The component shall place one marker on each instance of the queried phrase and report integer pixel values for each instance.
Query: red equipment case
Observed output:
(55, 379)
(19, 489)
_ _ _
Copy the lines above word for word.

RESPONSE TO THE EXERCISE:
The component shall place one marker on each instance of the queried phrase and report integer pixel values for each instance.
Query: red equipment case
Observed output:
(55, 379)
(19, 489)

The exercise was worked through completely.